> _RECORDS FOR PROCESSING_

───

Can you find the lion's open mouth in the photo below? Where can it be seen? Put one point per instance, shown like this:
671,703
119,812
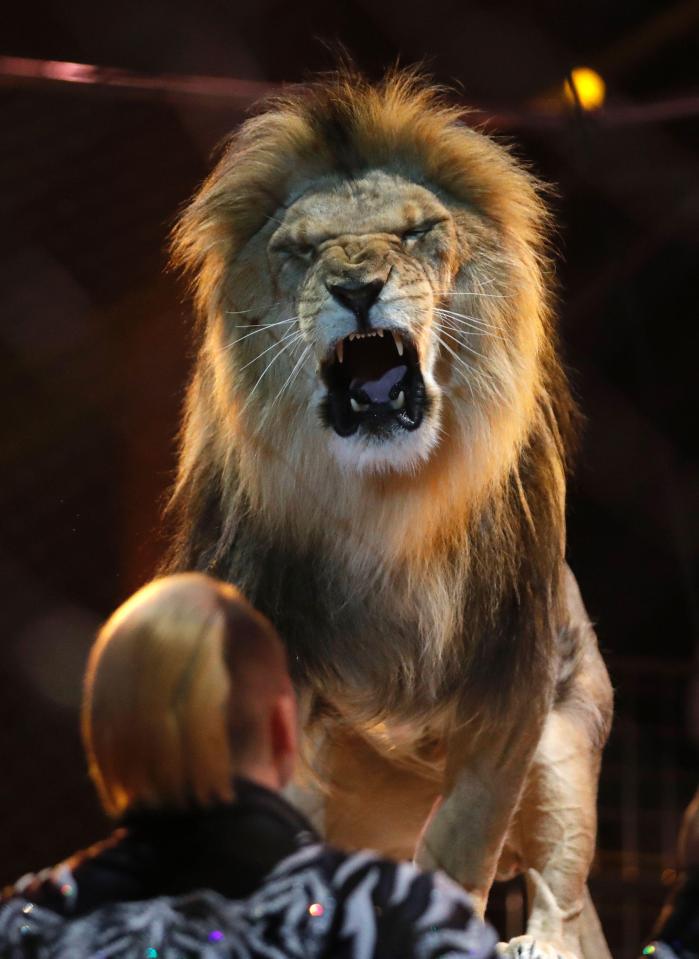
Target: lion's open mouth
374,381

───

> _THE PROBLEM_
Omit the pictures; print the records above exactly.

> _YOUR SOLUTION_
Can you find the lion's open mouth in the photo below? Where can it be seen? Put one point per instance, shown like this:
671,703
119,812
Target: lion's open mouth
374,381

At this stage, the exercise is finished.